**JOB:** Copy the data below word for word, starting at the line containing "Mark a point on each instance of the shooting" and continuing through the final line of the data. Leave the pictures out.

**SOURCE MATERIAL:**
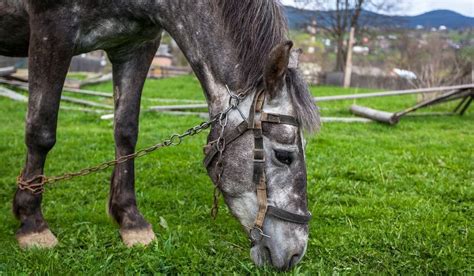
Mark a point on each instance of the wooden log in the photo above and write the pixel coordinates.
(84, 102)
(4, 92)
(373, 114)
(344, 120)
(392, 93)
(6, 71)
(101, 79)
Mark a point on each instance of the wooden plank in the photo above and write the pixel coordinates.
(4, 92)
(392, 93)
(74, 100)
(178, 107)
(6, 71)
(184, 113)
(88, 92)
(86, 110)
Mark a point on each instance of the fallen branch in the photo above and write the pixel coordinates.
(373, 114)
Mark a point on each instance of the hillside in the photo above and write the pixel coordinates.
(450, 19)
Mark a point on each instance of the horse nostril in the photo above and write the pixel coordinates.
(268, 254)
(294, 260)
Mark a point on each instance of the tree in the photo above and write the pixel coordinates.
(433, 61)
(337, 17)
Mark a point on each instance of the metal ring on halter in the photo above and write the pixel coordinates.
(256, 234)
(175, 140)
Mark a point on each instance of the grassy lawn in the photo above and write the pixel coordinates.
(384, 199)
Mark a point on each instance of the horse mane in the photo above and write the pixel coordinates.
(256, 27)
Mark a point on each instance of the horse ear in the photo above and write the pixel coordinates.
(294, 58)
(276, 66)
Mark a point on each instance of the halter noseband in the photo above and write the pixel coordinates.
(254, 123)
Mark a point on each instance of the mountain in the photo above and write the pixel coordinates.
(436, 18)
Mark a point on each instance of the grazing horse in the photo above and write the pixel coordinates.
(255, 155)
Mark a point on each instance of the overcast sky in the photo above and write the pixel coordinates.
(415, 7)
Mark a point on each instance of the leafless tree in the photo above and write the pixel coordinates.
(433, 61)
(337, 17)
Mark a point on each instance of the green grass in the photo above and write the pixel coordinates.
(384, 199)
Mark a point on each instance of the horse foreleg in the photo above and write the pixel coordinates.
(49, 58)
(129, 73)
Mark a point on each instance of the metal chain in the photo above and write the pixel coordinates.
(36, 184)
(234, 102)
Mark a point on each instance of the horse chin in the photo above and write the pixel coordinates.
(262, 255)
(284, 248)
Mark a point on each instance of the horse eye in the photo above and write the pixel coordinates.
(284, 157)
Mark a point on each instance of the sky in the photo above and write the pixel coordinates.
(415, 7)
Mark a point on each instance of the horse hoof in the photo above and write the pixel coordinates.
(132, 237)
(42, 240)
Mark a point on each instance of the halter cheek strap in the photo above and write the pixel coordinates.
(254, 123)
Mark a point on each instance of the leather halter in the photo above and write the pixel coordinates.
(254, 123)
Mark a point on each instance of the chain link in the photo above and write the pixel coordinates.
(36, 184)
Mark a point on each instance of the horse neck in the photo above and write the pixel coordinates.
(200, 34)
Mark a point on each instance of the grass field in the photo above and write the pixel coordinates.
(384, 199)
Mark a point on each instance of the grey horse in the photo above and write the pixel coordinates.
(236, 44)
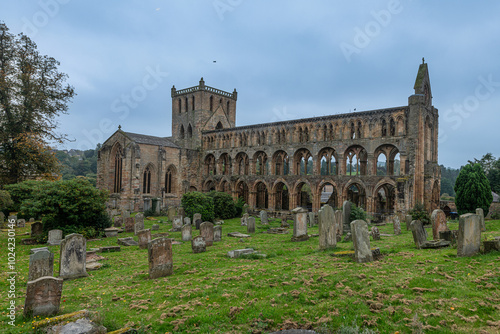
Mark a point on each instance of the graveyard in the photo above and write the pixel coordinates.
(281, 284)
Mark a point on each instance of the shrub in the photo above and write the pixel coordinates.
(197, 202)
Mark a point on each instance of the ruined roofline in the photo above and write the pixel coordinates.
(311, 119)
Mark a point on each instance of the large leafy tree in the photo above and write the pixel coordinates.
(32, 94)
(472, 190)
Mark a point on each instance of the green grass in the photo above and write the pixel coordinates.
(296, 286)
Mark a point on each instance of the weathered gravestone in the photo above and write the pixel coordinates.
(144, 237)
(129, 224)
(361, 241)
(41, 264)
(55, 237)
(263, 217)
(73, 257)
(36, 229)
(217, 233)
(480, 213)
(160, 258)
(198, 244)
(207, 232)
(251, 225)
(300, 224)
(327, 228)
(43, 296)
(438, 220)
(346, 216)
(186, 232)
(469, 235)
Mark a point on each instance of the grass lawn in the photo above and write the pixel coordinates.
(296, 286)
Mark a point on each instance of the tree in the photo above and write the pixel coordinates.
(472, 190)
(32, 94)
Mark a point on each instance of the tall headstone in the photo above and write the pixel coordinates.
(186, 232)
(41, 264)
(480, 213)
(160, 258)
(361, 241)
(469, 235)
(207, 232)
(419, 233)
(217, 233)
(55, 237)
(327, 228)
(198, 244)
(346, 216)
(144, 238)
(299, 224)
(43, 296)
(73, 257)
(251, 225)
(438, 220)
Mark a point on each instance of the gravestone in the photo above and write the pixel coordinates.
(129, 224)
(327, 228)
(207, 232)
(41, 264)
(43, 296)
(73, 257)
(396, 225)
(469, 235)
(197, 220)
(198, 244)
(118, 222)
(160, 258)
(418, 232)
(186, 232)
(55, 237)
(217, 233)
(300, 224)
(144, 237)
(438, 220)
(263, 218)
(480, 213)
(251, 225)
(346, 216)
(361, 241)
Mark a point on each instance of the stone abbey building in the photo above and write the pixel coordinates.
(383, 160)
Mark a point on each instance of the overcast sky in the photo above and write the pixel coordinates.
(287, 59)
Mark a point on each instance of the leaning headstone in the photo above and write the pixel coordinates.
(43, 296)
(438, 220)
(480, 213)
(207, 232)
(73, 257)
(469, 235)
(251, 225)
(327, 227)
(36, 229)
(55, 237)
(144, 238)
(41, 264)
(186, 232)
(198, 244)
(419, 233)
(361, 241)
(160, 258)
(217, 233)
(346, 216)
(300, 224)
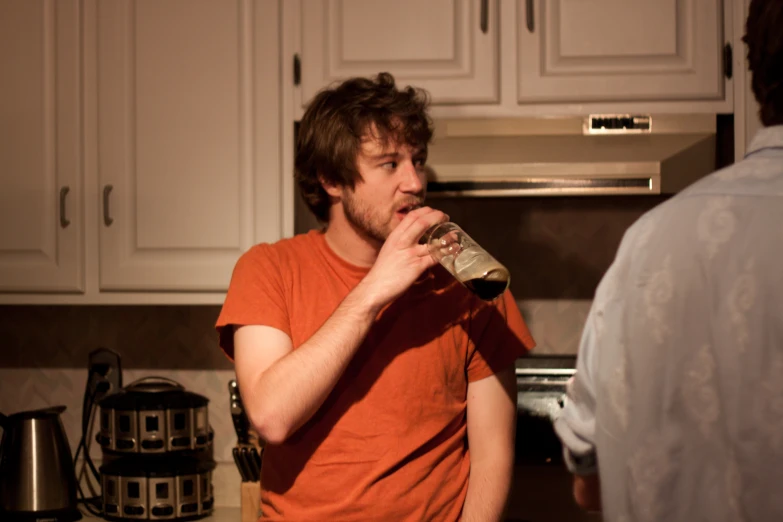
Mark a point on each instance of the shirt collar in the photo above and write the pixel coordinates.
(767, 137)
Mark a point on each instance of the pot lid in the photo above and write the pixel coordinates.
(153, 393)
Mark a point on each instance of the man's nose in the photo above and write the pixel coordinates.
(413, 181)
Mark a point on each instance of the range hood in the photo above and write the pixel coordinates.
(592, 155)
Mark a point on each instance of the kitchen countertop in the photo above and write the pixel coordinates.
(220, 514)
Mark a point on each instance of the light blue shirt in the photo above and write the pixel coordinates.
(679, 384)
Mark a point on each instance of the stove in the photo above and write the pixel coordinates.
(542, 488)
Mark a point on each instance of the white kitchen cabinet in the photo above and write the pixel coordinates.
(42, 231)
(615, 50)
(177, 143)
(448, 47)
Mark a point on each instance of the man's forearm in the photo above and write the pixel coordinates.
(296, 385)
(488, 489)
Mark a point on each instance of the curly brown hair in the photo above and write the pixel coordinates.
(764, 38)
(337, 119)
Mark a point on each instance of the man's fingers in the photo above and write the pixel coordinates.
(419, 224)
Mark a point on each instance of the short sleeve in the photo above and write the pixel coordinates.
(498, 337)
(255, 296)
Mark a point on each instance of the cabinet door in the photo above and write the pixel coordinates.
(612, 50)
(42, 232)
(449, 47)
(176, 150)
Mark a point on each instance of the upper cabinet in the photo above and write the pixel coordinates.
(175, 146)
(42, 232)
(140, 147)
(448, 47)
(508, 58)
(615, 50)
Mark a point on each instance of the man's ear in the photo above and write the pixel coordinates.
(333, 190)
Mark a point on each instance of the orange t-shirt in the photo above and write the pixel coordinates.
(389, 442)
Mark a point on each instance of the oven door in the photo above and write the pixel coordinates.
(542, 487)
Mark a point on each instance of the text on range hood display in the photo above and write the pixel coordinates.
(571, 156)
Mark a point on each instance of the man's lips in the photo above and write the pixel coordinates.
(404, 210)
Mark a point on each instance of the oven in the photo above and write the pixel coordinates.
(542, 487)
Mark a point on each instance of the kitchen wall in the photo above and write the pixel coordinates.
(556, 249)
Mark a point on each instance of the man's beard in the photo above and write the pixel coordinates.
(364, 220)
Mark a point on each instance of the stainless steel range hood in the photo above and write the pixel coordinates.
(594, 155)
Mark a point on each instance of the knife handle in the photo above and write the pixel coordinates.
(241, 426)
(240, 465)
(251, 463)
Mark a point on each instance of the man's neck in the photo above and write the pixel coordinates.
(348, 243)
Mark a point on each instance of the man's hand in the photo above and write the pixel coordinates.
(401, 259)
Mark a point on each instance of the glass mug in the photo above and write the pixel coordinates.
(470, 264)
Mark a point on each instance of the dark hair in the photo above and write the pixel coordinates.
(331, 131)
(764, 37)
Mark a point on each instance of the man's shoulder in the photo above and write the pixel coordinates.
(289, 247)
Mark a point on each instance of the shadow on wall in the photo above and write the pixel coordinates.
(555, 248)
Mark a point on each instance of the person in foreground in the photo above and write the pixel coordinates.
(383, 388)
(677, 403)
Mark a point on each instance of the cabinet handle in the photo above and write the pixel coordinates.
(64, 221)
(484, 16)
(107, 219)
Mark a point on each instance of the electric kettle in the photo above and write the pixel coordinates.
(37, 477)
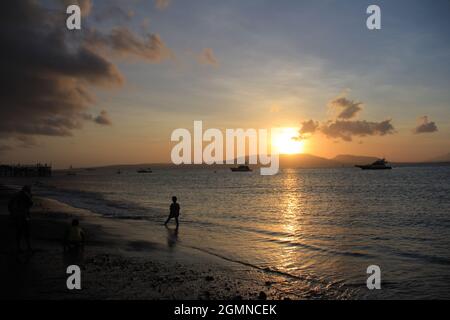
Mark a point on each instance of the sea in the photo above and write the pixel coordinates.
(320, 229)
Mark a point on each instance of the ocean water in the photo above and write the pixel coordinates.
(320, 228)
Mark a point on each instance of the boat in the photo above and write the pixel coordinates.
(144, 170)
(380, 164)
(241, 168)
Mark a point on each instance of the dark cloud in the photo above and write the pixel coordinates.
(348, 109)
(425, 126)
(5, 148)
(46, 79)
(162, 4)
(103, 119)
(114, 13)
(49, 72)
(122, 42)
(309, 126)
(346, 129)
(207, 57)
(85, 5)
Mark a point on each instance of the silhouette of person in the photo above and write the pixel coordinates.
(19, 208)
(74, 237)
(174, 211)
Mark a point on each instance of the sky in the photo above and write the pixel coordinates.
(113, 92)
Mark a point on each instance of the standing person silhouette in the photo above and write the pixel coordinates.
(174, 211)
(19, 208)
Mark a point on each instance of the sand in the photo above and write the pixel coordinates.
(119, 262)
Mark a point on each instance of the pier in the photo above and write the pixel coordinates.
(37, 170)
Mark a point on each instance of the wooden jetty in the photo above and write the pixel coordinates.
(19, 170)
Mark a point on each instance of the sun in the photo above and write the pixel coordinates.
(285, 141)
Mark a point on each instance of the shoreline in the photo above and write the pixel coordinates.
(120, 262)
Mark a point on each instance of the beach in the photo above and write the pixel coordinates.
(117, 263)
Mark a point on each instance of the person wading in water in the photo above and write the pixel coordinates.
(174, 211)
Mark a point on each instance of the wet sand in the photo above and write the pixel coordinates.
(119, 262)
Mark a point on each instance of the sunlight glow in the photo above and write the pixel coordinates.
(285, 142)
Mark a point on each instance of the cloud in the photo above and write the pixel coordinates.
(122, 42)
(85, 6)
(49, 73)
(346, 129)
(207, 57)
(46, 84)
(114, 13)
(5, 148)
(342, 127)
(103, 118)
(348, 108)
(425, 126)
(309, 126)
(162, 4)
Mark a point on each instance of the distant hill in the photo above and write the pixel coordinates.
(443, 158)
(352, 160)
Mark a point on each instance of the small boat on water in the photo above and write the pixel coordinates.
(148, 170)
(380, 164)
(241, 168)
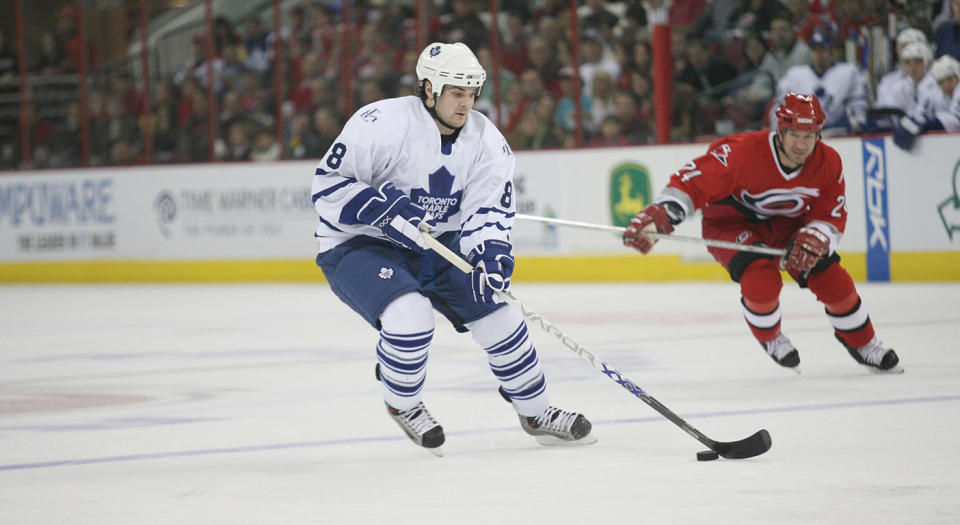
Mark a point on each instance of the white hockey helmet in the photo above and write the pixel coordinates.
(917, 50)
(944, 67)
(910, 35)
(452, 64)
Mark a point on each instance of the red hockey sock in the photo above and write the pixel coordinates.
(760, 287)
(835, 289)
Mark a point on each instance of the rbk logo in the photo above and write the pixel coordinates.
(439, 199)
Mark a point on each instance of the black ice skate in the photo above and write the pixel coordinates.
(875, 356)
(420, 426)
(782, 351)
(558, 427)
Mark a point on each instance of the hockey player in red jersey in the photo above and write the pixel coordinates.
(783, 189)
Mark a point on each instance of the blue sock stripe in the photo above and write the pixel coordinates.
(528, 392)
(408, 342)
(413, 334)
(512, 341)
(516, 368)
(402, 390)
(399, 366)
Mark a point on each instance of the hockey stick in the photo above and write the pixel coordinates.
(748, 447)
(671, 237)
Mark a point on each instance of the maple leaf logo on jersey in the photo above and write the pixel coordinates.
(438, 199)
(790, 202)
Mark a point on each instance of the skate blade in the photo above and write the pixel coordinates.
(897, 369)
(553, 441)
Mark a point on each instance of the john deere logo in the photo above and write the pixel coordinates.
(629, 192)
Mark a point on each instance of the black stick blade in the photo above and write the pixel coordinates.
(747, 447)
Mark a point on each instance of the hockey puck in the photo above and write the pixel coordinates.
(707, 455)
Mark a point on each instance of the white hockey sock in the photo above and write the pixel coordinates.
(405, 335)
(513, 359)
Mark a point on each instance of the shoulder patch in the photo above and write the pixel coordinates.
(371, 115)
(721, 154)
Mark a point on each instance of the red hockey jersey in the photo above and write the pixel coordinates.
(742, 172)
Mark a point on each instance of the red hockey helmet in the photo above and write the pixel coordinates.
(800, 112)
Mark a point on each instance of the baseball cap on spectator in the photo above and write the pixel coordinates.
(945, 67)
(592, 35)
(917, 50)
(821, 38)
(910, 35)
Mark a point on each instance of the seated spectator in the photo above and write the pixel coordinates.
(602, 100)
(533, 133)
(641, 86)
(600, 18)
(513, 48)
(754, 85)
(716, 20)
(707, 71)
(946, 71)
(900, 89)
(947, 39)
(265, 146)
(785, 52)
(119, 126)
(840, 86)
(634, 127)
(542, 56)
(485, 103)
(196, 66)
(595, 57)
(565, 115)
(49, 56)
(756, 15)
(464, 25)
(237, 146)
(255, 42)
(611, 133)
(302, 142)
(326, 126)
(224, 35)
(65, 151)
(686, 12)
(531, 90)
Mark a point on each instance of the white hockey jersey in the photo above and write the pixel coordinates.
(950, 117)
(842, 91)
(466, 185)
(897, 90)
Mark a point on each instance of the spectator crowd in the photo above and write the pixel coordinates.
(730, 60)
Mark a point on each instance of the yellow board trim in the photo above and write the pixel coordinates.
(909, 266)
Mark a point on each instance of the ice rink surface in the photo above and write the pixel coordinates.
(257, 404)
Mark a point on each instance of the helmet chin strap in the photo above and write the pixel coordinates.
(433, 111)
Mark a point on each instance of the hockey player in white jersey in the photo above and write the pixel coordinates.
(840, 87)
(404, 162)
(940, 109)
(901, 89)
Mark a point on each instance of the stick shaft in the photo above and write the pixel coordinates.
(670, 237)
(575, 346)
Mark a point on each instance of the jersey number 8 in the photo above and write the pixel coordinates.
(336, 155)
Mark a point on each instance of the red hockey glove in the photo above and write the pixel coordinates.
(653, 218)
(806, 248)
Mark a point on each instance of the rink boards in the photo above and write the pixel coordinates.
(249, 221)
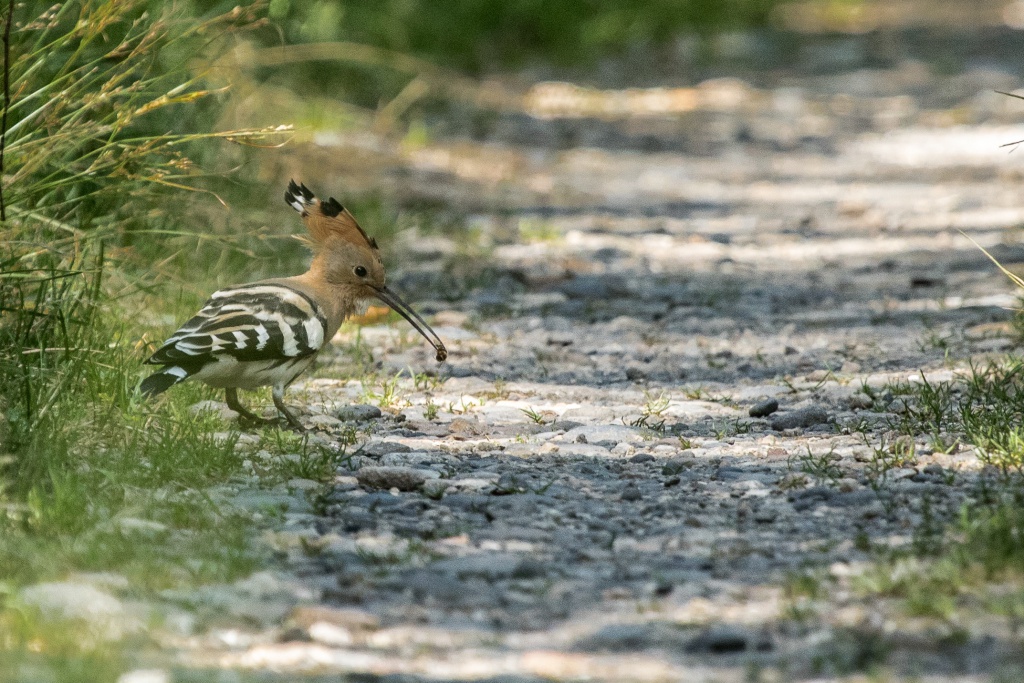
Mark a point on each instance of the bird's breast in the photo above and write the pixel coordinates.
(225, 372)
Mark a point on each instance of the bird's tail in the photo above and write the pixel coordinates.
(162, 380)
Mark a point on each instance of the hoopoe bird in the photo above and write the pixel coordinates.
(268, 333)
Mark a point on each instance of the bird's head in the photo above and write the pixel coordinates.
(349, 258)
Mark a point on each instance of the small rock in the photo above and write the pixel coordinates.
(380, 449)
(491, 566)
(325, 421)
(860, 401)
(723, 639)
(805, 417)
(818, 376)
(631, 493)
(215, 407)
(763, 409)
(145, 676)
(105, 614)
(677, 465)
(402, 478)
(348, 617)
(144, 527)
(356, 413)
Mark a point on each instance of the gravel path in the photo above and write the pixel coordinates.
(670, 338)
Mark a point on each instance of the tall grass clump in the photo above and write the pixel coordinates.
(103, 112)
(111, 122)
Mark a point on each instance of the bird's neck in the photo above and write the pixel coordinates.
(335, 301)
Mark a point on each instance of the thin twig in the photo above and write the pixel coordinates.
(6, 99)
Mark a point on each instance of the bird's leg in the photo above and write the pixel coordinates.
(244, 415)
(279, 399)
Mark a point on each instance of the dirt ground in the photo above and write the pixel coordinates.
(674, 318)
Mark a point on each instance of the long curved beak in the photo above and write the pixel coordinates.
(402, 308)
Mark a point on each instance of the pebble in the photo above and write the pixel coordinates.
(800, 419)
(631, 493)
(402, 478)
(764, 408)
(107, 616)
(355, 413)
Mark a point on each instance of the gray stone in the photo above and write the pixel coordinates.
(104, 614)
(800, 419)
(380, 449)
(483, 565)
(631, 493)
(356, 413)
(726, 639)
(764, 408)
(402, 478)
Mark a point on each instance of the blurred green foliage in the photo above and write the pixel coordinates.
(476, 35)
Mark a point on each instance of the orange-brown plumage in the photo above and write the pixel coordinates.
(269, 332)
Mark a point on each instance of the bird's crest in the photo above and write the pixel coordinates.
(325, 219)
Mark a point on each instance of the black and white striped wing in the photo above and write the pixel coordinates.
(249, 323)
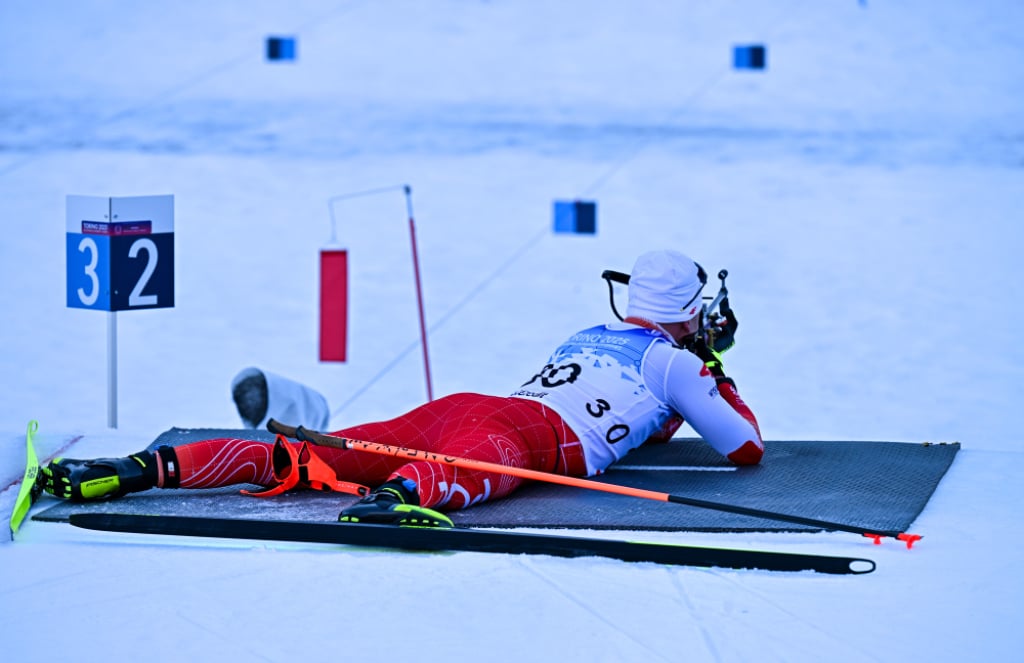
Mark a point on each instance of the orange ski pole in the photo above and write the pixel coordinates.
(323, 440)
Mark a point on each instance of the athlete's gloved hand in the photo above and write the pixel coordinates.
(711, 359)
(724, 332)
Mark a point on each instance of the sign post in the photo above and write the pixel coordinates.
(120, 257)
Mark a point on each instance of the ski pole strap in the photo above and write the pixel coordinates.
(303, 468)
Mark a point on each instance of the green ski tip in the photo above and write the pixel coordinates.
(28, 492)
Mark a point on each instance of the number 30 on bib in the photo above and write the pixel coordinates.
(120, 252)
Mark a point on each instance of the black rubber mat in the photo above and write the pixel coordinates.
(876, 485)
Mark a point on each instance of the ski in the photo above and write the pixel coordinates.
(29, 491)
(469, 540)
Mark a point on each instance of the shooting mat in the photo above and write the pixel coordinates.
(877, 485)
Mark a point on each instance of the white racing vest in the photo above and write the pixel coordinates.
(594, 381)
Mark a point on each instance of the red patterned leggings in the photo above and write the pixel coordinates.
(505, 430)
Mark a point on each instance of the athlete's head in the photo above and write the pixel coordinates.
(665, 287)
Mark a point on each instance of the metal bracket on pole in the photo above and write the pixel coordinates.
(112, 369)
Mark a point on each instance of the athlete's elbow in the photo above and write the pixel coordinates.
(750, 453)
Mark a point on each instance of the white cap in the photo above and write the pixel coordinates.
(665, 287)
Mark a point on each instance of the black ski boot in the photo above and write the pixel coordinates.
(84, 481)
(396, 502)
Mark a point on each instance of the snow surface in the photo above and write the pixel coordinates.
(863, 193)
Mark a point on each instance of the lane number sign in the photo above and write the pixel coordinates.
(120, 252)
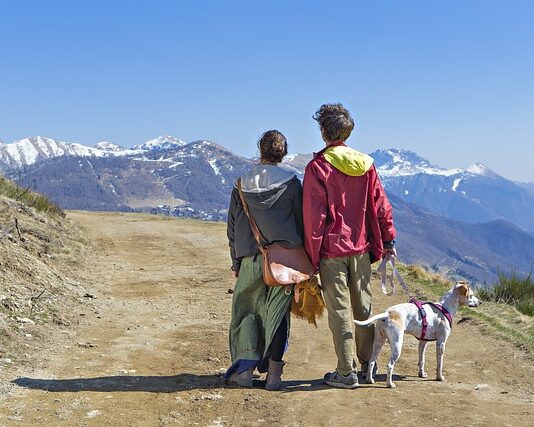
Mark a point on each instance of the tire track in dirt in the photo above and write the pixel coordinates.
(152, 347)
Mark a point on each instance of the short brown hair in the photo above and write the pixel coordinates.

**REPLY TO THE TASK:**
Mark a point on each instance of the shooting mat in the photo above and write the pixel coordinates.
(877, 485)
Mark a point on each instance of the white racing vest in the photo above and write the pixel coordinates.
(594, 381)
Mark a point on each instance of the red patterned leggings in the photo above and write the pixel coordinates.
(505, 430)
Mark a point on each instance of the athlete's head in the photo above and write the pixel coordinates.
(665, 287)
Mark a point on each instance of the metal bracket on pole in the photo above and write the pixel coordinates.
(112, 369)
Mark a point on each instance of the athlete's elbow in the photo above and write the pixel coordinates.
(750, 453)
Mark a point on each instance of the white cap in the photo above and write the pixel coordinates.
(665, 287)
Mark a point on each instance of the black ski boot in the photo above and write the pixel coordinates.
(84, 481)
(396, 502)
Mark a point on each instance of the snow surface in the photo above and write the pixel coordinates.
(863, 193)
Mark a point on each instance of the lane number sign in the photo above and write the pixel coordinates.
(120, 252)
Mark a point on each instance of the tire track in dirt in the photo above and write the pixel coordinates.
(152, 347)
Mark a point on each instance of the short brown hair in the photo above and write the pixel coordinates.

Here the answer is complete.